[Coordinate annotation records]
** BEGIN **

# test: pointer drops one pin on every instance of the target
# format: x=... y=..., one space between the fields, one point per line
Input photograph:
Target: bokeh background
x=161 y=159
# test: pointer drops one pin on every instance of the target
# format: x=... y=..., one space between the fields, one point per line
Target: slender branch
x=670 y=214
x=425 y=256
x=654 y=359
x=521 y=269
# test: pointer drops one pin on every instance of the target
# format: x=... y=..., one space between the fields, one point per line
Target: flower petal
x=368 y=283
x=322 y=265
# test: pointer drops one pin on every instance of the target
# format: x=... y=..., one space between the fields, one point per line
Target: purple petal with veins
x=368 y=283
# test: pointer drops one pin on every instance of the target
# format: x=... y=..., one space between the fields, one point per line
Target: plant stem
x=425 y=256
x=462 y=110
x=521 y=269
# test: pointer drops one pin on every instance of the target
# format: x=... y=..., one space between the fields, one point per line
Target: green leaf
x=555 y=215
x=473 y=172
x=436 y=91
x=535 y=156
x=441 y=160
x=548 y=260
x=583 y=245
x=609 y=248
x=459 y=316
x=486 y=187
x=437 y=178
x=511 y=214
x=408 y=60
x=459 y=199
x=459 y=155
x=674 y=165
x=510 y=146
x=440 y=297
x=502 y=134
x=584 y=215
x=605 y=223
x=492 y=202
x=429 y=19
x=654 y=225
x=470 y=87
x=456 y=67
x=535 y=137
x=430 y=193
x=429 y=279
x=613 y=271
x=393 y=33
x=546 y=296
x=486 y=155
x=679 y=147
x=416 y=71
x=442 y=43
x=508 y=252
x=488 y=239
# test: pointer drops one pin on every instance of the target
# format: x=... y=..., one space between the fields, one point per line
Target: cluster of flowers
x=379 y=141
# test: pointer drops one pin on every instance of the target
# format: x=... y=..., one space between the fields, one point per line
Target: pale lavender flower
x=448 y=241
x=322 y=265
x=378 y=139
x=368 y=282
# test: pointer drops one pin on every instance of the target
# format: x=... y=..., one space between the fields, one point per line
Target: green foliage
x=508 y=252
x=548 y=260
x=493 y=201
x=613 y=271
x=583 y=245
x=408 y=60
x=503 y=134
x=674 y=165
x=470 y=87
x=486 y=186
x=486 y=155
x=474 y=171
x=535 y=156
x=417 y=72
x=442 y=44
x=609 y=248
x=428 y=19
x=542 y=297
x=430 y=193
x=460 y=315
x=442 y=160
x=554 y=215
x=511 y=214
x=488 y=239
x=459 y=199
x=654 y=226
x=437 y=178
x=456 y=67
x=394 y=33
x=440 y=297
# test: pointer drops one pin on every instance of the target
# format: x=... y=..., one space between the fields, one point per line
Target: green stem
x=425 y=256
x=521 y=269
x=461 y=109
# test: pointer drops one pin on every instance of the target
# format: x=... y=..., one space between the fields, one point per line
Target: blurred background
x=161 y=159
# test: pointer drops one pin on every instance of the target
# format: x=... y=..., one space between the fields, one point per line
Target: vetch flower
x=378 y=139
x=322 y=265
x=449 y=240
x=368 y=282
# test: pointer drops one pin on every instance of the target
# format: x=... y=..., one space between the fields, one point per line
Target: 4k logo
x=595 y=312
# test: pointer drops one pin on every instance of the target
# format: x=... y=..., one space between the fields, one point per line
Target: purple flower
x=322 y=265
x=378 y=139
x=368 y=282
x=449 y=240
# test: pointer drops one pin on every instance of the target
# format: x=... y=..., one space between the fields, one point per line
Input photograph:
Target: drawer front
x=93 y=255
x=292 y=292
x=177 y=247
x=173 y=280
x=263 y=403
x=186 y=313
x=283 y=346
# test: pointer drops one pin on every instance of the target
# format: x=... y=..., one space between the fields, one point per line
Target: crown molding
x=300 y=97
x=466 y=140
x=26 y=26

** END **

● WHAT YOU HAVE TO DO
Reproduce the data, keeping every line exactly the same.

● RIGHT ANSWER
# test: pointer drops one pin on every instance of the target
# format: x=... y=..., one space between the fields, one point per line
Input photograph:
Target: bokeh background
x=161 y=159
# test: pointer drops one pin on every instance of the target
# format: x=... y=..., one space between the fields, one point per line
Target: slender branch
x=670 y=214
x=425 y=256
x=654 y=359
x=521 y=269
# test: pointer drops one pin on every instance of the target
# format: x=... y=..., one space between the fields, one point per line
Target: flower petal
x=368 y=283
x=322 y=265
# test: pointer drops one pin on every instance of the target
# format: x=... y=..., one space between the fields, one point per line
Target: purple petal with veins
x=368 y=283
# test: pointer drops one pin on every instance of the target
# format: x=... y=..., one space between the fields, one point per line
Target: plant stem
x=425 y=256
x=462 y=110
x=521 y=269
# test: pointer drops one pin on every instance of the target
# format: x=... y=..., one space between the fields, one point per line
Target: green leaf
x=555 y=215
x=473 y=172
x=436 y=91
x=535 y=156
x=441 y=160
x=548 y=260
x=583 y=245
x=609 y=248
x=459 y=316
x=486 y=187
x=437 y=178
x=511 y=214
x=408 y=60
x=459 y=199
x=459 y=155
x=674 y=165
x=510 y=146
x=440 y=297
x=502 y=134
x=584 y=215
x=605 y=223
x=492 y=202
x=429 y=19
x=654 y=225
x=470 y=87
x=456 y=67
x=535 y=137
x=430 y=193
x=429 y=279
x=613 y=271
x=393 y=33
x=546 y=296
x=486 y=155
x=679 y=147
x=416 y=71
x=442 y=43
x=508 y=252
x=488 y=239
# test: pointer drops one pin on every instance of the target
# format: x=... y=..., one space between the fields, one point per line
Target: cluster of flowers
x=379 y=141
# test: pointer drops one pin on every instance of the target
# format: x=... y=..., one space between the fields, one point per line
Target: pale lavender flower
x=448 y=241
x=322 y=265
x=378 y=139
x=368 y=282
# test: pointer drops one pin on every instance of the target
# format: x=... y=..., one space between the fields, one point per line
Target: green foliage
x=508 y=252
x=548 y=260
x=493 y=201
x=613 y=271
x=583 y=245
x=408 y=60
x=503 y=134
x=674 y=165
x=470 y=87
x=486 y=186
x=486 y=155
x=474 y=171
x=535 y=156
x=417 y=72
x=442 y=44
x=609 y=248
x=428 y=19
x=542 y=297
x=430 y=193
x=460 y=315
x=442 y=160
x=554 y=215
x=511 y=214
x=488 y=239
x=459 y=199
x=654 y=226
x=437 y=178
x=456 y=67
x=394 y=33
x=440 y=297
# test: pointer drops one pin on every instance of the target
# format: x=... y=..., one space between the fields, one point per line
Target: green stem
x=425 y=256
x=521 y=269
x=461 y=109
# test: pointer drops one pin on every instance of the target
# format: x=... y=..., one space between the fields, one point per line
Target: blurred background
x=161 y=159
# test: pointer drops one pin on every instance of the target
# format: x=... y=..., one space between the fields, one point per line
Target: vetch flower
x=378 y=139
x=322 y=265
x=449 y=240
x=368 y=282
# test: pointer drops one pin on every instance of the target
# format: x=... y=..., one space between the fields, one point per line
Target: 4k logo
x=595 y=312
# test: pointer drops one pin on every instance of the target
# format: x=... y=..., one space between the fields, one point per line
Target: purple flower
x=322 y=265
x=378 y=139
x=368 y=282
x=449 y=240
# test: pointer drops one pin on every instance of the target
# format: x=... y=..., one space between the fields, one point per line
Input photograph:
Target: drawer front
x=93 y=255
x=292 y=292
x=177 y=247
x=173 y=280
x=263 y=403
x=186 y=313
x=283 y=346
# test: pointer drops one pin on every instance of the target
# format: x=... y=..., one space between the fields, one point per line
Target: crown molding
x=300 y=97
x=466 y=140
x=26 y=26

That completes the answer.